> TASK DIRECTIONS
Locate each line in the listing below that contains the string "target", treating uppercase and lowercase as distinct, and copy those lines.

========

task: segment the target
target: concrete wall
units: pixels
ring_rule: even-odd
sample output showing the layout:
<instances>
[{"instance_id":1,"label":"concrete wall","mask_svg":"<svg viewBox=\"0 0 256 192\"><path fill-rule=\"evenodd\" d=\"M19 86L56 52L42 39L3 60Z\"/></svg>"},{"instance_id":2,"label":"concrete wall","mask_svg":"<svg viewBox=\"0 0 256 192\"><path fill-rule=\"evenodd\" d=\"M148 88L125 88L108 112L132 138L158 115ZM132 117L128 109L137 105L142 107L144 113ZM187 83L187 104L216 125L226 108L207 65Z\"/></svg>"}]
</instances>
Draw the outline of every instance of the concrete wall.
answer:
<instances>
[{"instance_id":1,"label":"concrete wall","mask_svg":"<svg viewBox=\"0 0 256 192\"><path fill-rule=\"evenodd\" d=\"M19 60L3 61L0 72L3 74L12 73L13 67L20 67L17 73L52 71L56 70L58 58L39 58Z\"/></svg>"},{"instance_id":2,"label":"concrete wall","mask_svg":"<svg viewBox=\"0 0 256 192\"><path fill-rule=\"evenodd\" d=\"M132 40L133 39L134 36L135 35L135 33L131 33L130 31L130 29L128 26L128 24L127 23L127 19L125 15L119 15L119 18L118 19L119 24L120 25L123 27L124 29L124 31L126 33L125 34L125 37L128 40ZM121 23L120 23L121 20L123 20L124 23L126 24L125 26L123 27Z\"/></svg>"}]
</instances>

========

> WORKED SOLUTION
task: segment the target
target: concrete wall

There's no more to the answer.